** EXERCISE DATA follows **
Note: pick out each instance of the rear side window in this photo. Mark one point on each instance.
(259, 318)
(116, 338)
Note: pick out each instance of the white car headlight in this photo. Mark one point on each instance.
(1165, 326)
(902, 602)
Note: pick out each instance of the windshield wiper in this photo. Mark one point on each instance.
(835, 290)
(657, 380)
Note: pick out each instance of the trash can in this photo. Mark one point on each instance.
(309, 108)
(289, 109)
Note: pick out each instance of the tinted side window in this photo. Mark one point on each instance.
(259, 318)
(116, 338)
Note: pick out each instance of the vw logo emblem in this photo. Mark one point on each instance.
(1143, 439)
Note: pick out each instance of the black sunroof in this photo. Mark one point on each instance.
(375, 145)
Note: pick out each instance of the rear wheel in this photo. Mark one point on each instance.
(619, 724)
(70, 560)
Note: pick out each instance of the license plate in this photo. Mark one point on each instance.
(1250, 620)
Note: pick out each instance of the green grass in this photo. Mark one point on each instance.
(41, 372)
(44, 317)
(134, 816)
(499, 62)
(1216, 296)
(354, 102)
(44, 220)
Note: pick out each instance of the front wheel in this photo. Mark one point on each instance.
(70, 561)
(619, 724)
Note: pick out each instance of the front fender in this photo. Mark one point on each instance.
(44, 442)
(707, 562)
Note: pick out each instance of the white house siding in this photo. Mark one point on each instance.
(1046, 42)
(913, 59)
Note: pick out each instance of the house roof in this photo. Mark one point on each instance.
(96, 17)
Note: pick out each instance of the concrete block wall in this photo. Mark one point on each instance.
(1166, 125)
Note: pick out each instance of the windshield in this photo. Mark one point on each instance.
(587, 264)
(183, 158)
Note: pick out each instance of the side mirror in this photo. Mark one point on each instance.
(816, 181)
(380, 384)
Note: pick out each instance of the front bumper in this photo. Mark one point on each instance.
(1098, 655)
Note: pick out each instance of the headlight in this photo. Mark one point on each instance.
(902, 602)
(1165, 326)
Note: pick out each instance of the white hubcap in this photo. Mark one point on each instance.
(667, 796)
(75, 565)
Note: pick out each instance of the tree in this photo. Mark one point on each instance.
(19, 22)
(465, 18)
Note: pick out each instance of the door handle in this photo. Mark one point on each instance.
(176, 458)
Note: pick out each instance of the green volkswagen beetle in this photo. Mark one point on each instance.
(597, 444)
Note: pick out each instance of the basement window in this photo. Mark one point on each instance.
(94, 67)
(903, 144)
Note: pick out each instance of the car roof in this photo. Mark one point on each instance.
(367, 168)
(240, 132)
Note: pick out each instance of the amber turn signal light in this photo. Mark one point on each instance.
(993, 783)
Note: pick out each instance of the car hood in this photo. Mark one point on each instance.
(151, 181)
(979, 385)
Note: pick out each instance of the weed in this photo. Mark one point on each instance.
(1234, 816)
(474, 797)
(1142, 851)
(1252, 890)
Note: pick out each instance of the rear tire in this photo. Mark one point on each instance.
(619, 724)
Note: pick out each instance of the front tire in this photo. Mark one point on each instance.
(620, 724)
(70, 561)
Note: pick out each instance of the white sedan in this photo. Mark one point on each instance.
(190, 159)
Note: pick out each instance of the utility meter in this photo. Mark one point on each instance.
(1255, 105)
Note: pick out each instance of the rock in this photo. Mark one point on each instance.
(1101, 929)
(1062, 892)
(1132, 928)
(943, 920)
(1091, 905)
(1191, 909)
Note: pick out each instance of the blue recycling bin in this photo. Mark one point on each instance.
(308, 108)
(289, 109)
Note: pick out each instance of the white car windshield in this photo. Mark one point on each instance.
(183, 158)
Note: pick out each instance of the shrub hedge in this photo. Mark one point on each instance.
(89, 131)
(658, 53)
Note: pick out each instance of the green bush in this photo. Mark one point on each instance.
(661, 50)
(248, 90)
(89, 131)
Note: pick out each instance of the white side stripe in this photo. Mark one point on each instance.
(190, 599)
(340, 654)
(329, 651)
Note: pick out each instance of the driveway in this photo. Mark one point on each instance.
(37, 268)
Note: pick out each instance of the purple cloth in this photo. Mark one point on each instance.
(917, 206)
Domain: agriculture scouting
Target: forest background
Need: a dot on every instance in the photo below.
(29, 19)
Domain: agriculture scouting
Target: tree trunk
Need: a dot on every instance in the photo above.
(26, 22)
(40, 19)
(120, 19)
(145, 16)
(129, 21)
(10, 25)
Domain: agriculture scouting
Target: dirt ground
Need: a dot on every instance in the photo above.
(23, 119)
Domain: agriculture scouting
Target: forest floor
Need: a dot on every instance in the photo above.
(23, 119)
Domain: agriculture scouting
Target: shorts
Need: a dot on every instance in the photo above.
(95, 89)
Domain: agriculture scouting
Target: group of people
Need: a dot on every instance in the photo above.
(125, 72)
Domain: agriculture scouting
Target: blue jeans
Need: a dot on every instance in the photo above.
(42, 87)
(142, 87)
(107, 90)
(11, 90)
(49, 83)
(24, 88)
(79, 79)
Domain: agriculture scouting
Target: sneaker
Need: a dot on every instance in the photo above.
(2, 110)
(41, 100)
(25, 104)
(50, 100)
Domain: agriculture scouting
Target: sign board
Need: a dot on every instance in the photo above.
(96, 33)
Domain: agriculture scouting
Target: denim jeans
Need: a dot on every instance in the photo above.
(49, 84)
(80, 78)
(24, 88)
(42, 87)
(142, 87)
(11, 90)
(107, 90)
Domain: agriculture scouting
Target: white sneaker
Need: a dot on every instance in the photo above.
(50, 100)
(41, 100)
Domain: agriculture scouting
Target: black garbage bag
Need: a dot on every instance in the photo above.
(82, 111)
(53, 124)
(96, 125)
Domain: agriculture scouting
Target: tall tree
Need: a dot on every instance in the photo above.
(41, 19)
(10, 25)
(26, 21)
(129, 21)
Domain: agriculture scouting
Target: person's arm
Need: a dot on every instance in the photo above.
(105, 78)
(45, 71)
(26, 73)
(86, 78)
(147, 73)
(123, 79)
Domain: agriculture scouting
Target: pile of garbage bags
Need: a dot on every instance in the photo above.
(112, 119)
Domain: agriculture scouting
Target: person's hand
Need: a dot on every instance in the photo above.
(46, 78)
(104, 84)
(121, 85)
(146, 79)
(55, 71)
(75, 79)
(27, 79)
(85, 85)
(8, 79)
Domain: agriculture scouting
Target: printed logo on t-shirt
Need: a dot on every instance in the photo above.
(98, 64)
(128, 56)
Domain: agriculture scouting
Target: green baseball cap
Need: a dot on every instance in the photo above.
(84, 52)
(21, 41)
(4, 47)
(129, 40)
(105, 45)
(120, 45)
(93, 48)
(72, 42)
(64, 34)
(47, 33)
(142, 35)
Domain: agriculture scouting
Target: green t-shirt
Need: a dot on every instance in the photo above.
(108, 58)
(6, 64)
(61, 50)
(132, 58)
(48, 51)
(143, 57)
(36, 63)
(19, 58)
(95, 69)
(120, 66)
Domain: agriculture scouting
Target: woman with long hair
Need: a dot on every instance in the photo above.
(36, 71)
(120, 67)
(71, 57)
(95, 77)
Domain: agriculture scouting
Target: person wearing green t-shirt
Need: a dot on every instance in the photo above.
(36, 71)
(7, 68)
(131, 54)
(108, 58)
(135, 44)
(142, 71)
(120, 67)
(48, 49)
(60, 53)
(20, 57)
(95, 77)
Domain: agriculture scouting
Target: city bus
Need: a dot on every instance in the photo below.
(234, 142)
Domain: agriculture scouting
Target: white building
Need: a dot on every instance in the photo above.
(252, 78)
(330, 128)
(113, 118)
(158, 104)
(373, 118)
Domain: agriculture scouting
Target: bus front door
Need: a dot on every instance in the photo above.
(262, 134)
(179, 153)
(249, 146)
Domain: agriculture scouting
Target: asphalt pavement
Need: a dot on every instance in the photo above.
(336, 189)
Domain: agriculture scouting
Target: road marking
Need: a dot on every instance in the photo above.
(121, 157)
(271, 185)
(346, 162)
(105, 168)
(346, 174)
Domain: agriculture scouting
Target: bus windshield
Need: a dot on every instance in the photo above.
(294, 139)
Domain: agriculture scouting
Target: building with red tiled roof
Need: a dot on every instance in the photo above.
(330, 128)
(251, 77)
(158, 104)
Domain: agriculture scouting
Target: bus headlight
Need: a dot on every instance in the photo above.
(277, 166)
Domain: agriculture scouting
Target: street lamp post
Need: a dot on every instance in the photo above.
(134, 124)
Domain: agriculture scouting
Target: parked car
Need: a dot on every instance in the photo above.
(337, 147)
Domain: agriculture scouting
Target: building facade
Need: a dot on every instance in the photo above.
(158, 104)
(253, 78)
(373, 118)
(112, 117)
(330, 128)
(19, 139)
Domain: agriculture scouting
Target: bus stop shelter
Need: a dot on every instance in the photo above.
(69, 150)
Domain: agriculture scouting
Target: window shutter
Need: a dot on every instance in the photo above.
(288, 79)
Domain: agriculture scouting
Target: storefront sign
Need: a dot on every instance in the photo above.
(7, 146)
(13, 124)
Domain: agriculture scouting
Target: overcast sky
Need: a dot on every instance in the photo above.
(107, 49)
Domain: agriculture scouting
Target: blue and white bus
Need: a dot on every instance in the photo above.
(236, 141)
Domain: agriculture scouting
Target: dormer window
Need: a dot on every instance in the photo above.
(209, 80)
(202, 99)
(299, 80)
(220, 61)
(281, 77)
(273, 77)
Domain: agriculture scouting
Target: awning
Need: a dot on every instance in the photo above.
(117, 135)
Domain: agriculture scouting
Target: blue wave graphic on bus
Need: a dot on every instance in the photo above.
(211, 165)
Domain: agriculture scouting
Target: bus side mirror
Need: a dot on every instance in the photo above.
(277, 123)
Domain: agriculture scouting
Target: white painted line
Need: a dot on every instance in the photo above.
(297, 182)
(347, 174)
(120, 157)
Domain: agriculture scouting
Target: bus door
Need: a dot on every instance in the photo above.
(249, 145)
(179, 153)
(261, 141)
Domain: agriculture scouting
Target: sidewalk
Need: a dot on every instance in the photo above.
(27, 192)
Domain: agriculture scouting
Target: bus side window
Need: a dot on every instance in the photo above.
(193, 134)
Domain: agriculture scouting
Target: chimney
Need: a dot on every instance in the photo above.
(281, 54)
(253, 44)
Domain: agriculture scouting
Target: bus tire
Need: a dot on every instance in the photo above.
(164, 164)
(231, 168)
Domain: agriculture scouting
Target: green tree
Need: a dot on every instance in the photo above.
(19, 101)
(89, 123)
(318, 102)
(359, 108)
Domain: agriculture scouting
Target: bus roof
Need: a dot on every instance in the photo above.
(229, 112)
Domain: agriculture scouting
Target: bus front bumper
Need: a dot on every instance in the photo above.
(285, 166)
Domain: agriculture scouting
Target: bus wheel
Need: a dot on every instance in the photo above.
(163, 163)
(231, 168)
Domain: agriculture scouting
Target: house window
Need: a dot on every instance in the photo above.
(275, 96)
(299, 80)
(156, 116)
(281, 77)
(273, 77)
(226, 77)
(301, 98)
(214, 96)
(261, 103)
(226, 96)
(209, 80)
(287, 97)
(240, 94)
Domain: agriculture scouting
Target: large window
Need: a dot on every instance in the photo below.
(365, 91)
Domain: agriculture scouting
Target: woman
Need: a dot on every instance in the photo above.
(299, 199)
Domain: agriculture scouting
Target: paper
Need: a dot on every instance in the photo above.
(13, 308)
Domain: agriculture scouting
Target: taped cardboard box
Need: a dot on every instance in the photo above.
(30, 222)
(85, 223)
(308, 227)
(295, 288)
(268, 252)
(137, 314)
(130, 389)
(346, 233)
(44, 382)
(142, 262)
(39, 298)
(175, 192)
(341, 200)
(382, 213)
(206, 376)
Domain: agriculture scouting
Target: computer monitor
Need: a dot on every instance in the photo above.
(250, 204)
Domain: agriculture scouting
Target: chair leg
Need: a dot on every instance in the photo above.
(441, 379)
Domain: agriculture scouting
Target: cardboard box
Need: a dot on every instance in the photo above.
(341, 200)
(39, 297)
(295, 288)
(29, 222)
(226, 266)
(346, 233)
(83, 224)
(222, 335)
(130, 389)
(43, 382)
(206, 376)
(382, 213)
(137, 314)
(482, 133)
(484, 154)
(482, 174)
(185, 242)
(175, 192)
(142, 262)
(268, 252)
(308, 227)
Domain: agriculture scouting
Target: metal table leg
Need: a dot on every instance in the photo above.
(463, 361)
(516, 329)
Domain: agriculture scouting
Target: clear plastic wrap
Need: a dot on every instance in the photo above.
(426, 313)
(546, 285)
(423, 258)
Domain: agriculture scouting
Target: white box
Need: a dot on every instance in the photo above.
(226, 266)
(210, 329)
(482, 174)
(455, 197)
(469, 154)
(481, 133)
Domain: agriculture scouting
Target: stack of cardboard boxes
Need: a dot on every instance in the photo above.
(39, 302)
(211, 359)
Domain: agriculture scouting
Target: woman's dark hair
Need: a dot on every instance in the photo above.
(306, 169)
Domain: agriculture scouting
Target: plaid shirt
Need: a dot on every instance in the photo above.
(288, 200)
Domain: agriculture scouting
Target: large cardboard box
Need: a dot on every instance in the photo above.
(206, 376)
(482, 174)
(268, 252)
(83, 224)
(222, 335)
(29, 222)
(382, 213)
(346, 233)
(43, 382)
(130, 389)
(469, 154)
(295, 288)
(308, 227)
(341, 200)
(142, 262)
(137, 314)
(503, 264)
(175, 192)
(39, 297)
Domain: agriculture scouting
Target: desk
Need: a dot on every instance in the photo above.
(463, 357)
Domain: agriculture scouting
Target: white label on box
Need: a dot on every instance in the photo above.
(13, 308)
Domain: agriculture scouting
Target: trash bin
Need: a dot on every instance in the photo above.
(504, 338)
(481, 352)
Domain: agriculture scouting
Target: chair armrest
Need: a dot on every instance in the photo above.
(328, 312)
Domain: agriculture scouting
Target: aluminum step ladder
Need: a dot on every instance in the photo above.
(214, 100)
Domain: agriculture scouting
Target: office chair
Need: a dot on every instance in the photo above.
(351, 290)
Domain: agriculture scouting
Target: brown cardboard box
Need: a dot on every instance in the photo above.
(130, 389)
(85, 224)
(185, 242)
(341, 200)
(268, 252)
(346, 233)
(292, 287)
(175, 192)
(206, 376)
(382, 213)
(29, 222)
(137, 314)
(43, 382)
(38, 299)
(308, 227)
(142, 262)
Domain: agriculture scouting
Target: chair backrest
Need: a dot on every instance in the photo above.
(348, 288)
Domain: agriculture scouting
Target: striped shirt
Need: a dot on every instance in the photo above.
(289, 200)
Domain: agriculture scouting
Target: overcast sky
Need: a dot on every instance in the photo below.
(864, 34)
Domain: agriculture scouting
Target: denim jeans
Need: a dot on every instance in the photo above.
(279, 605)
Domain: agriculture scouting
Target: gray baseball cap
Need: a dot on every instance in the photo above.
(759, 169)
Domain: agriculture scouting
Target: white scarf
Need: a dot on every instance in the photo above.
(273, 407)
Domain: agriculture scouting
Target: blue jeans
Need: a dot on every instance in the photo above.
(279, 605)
** End of EXERCISE DATA **
If a line in the data above holds the string "forest", copy it.

Target: forest background
Target: forest floor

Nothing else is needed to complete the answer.